To be done | Express the stretch of data from the line containing "Would you point out the motorcycle" through the end of the data as a JSON list of strings, one string per line, with blank lines omitted.

Recorded data:
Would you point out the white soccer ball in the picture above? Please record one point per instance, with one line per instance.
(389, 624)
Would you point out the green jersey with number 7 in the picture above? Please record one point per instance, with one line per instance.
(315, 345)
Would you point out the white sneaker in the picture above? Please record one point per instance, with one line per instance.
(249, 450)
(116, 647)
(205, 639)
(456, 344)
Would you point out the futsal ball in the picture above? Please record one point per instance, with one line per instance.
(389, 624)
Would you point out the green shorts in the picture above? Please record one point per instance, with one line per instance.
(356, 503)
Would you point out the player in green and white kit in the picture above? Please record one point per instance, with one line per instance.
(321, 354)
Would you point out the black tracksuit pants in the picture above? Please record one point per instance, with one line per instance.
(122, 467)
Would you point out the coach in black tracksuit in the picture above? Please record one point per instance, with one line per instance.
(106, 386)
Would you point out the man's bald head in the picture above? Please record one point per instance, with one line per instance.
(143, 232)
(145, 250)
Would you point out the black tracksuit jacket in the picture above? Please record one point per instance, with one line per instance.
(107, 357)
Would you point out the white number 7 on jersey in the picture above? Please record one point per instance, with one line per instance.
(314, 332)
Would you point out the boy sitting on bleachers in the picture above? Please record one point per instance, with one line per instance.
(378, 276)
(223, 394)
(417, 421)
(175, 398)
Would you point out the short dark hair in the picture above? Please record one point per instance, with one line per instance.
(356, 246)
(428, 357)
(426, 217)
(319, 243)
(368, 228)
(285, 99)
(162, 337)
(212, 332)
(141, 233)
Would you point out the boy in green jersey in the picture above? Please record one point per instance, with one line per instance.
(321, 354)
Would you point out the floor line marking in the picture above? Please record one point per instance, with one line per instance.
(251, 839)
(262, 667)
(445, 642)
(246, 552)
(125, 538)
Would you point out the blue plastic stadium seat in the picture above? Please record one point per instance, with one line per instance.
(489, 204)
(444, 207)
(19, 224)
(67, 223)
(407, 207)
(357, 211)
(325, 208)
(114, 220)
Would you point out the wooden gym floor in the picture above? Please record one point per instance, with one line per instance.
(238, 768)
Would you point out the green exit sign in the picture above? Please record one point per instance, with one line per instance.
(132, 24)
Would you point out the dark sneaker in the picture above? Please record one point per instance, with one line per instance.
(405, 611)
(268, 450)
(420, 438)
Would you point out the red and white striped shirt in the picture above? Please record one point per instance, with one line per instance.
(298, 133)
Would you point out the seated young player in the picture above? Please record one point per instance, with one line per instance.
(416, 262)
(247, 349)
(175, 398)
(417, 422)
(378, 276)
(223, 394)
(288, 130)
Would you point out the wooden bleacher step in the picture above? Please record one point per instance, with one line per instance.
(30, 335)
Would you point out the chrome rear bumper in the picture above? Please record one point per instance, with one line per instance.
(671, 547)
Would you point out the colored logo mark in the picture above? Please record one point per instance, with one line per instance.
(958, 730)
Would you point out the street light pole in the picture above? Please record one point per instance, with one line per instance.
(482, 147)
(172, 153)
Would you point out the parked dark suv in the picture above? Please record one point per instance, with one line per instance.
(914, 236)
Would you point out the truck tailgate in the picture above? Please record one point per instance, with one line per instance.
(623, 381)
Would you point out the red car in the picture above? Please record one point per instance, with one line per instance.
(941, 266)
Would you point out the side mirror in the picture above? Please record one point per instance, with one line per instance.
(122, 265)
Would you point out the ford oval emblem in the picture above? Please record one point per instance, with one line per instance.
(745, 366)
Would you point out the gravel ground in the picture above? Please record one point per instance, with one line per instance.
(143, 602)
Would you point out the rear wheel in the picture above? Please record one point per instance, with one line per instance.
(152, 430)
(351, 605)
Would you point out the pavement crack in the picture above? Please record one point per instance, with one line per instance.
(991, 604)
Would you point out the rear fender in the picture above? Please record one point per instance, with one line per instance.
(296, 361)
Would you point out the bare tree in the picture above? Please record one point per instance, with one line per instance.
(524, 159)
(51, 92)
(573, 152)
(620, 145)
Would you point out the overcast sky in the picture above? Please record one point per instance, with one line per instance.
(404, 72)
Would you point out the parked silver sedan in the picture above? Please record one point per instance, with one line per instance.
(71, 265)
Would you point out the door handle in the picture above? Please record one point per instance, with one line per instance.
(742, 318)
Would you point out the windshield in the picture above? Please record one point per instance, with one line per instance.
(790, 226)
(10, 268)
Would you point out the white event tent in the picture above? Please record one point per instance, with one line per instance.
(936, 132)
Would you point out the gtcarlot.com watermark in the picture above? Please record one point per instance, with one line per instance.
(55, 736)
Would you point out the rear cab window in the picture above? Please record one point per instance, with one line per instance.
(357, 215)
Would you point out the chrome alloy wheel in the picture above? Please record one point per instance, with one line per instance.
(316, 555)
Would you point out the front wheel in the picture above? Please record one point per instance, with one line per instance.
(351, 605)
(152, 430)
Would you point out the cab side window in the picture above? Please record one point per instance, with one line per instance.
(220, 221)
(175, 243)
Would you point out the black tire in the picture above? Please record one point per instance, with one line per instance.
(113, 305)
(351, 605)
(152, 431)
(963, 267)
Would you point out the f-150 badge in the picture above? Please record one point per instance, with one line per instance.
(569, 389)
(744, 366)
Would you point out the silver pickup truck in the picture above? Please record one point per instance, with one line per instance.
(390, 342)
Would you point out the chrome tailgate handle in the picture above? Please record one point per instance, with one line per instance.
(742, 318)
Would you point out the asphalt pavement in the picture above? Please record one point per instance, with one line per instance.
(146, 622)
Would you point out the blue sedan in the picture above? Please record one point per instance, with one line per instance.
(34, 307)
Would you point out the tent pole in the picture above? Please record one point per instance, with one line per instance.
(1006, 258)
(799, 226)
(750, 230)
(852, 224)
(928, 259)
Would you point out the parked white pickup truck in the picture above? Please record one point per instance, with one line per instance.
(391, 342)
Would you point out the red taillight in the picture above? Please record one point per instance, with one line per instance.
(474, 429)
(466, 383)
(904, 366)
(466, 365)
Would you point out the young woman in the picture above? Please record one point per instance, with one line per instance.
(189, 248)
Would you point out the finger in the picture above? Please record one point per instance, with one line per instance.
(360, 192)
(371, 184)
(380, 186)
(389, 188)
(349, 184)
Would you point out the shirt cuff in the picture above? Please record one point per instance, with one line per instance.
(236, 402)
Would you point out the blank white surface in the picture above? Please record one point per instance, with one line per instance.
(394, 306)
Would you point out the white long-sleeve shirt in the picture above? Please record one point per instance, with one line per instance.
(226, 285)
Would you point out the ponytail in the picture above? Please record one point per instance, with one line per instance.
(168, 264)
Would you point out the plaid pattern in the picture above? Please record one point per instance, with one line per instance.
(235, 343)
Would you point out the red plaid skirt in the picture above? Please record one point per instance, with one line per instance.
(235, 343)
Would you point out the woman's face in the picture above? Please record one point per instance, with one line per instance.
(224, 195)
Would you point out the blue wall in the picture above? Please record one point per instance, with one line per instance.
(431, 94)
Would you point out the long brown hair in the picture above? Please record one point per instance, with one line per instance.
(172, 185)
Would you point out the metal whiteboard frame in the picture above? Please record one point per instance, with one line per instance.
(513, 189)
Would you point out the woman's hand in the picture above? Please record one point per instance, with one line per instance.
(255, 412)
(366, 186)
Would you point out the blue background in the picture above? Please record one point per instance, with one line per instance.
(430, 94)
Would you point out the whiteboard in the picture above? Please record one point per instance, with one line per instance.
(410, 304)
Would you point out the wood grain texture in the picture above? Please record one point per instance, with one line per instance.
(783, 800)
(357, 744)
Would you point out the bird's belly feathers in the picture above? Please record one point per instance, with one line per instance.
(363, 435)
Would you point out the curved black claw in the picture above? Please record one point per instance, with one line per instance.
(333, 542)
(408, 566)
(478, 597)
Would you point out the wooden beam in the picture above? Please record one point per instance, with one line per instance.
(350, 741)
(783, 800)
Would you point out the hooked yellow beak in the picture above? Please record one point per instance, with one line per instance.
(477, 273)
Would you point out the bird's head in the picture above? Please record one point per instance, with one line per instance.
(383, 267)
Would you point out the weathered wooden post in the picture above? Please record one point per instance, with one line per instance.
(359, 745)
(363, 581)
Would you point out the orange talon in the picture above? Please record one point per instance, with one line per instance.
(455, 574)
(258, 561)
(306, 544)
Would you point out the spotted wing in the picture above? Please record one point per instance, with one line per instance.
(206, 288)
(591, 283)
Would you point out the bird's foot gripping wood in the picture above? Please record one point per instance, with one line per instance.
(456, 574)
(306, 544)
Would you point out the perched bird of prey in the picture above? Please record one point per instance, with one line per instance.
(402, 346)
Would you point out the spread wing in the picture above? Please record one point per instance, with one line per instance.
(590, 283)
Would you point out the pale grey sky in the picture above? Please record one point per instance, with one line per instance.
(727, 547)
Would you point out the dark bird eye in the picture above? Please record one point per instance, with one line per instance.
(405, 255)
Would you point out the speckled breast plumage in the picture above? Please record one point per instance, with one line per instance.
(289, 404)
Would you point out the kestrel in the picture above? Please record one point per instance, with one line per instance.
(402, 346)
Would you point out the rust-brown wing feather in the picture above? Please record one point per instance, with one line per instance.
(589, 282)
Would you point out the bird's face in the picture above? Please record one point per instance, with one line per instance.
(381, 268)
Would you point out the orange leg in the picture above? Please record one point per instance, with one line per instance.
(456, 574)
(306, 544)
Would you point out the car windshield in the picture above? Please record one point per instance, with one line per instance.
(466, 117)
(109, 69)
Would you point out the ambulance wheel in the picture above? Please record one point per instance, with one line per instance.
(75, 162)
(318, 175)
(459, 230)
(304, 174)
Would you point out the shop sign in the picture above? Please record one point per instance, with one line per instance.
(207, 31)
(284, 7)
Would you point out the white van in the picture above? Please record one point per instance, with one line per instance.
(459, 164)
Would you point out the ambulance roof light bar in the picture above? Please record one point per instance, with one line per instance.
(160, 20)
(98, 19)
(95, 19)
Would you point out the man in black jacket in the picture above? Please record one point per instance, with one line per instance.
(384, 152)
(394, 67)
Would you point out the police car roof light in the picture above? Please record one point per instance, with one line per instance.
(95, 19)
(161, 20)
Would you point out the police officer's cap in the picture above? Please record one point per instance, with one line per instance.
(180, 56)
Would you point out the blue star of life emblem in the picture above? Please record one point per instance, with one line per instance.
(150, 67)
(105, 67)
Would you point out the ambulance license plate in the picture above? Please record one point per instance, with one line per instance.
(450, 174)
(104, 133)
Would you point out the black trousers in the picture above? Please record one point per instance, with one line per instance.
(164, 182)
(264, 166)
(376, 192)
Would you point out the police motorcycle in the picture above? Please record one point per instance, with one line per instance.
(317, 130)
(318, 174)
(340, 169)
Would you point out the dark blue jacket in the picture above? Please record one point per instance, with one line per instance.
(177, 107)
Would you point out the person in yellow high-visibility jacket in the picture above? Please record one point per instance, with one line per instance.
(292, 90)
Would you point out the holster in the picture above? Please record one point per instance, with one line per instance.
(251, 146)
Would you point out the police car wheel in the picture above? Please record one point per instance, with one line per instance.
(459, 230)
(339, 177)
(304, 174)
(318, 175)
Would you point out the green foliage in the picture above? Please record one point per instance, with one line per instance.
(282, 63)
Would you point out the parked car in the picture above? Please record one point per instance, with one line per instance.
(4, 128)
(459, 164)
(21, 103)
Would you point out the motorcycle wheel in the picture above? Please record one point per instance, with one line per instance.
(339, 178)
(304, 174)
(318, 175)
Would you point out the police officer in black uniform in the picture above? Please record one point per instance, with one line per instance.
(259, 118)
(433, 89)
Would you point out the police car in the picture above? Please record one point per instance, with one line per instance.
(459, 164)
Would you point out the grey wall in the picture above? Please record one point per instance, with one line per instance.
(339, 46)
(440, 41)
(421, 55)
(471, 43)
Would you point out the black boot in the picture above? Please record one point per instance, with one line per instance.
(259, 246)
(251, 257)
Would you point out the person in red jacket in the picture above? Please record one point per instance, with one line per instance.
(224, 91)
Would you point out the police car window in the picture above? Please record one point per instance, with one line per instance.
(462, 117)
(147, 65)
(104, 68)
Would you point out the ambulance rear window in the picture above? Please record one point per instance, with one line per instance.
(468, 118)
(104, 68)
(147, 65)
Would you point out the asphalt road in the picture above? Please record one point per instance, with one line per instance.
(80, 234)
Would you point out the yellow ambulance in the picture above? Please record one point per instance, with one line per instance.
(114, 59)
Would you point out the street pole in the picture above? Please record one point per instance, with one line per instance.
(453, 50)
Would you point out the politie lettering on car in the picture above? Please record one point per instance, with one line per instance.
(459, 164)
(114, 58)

Answer below |
[
  "Would you point out the motorcycle wheel in the picture above? Please record one point per instance, with one line per instance.",
  "(339, 178)",
  "(304, 174)",
  "(318, 175)",
  "Would you point out the police officer in black uniform in the picture above? Please record one point per instance, with one line per instance.",
  "(259, 118)",
  "(433, 89)",
  "Would you point out the police car in the picture above? Please record one point per instance, with one line per instance.",
  "(459, 164)",
  "Would you point out the grey wall in the picture above? Please record one point per instance, with one line per instance.",
  "(339, 46)",
  "(440, 41)",
  "(421, 55)",
  "(471, 43)",
  "Would you point out the black boot in the picture above? Please record one point per instance, with one line per instance.",
  "(259, 246)",
  "(251, 257)",
  "Would you point out the person in red jacket in the picture above? Please record one point per instance, with one line per instance.",
  "(224, 91)",
  "Would you point out the police car window in the picture above? Please record one point per instance, with one line per instance.",
  "(462, 117)",
  "(147, 65)",
  "(104, 68)",
  "Would you point out the ambulance rear window in the picture above? Please record one point per instance, with one line per instance.",
  "(468, 118)",
  "(104, 68)",
  "(147, 65)",
  "Would you point out the asphalt road in the picture above? Please record one point per instance, with one line per instance.",
  "(80, 234)",
  "Would you point out the yellow ambulance in the picture above? Please record one point per instance, with one line per instance.",
  "(114, 59)",
  "Would you point out the street pole in the picture above? Please record one point per instance, with one line per instance.",
  "(453, 50)",
  "Would you point out the politie lettering on car in the picture above? Please record one point per instance, with one line per instance.",
  "(459, 164)",
  "(114, 58)"
]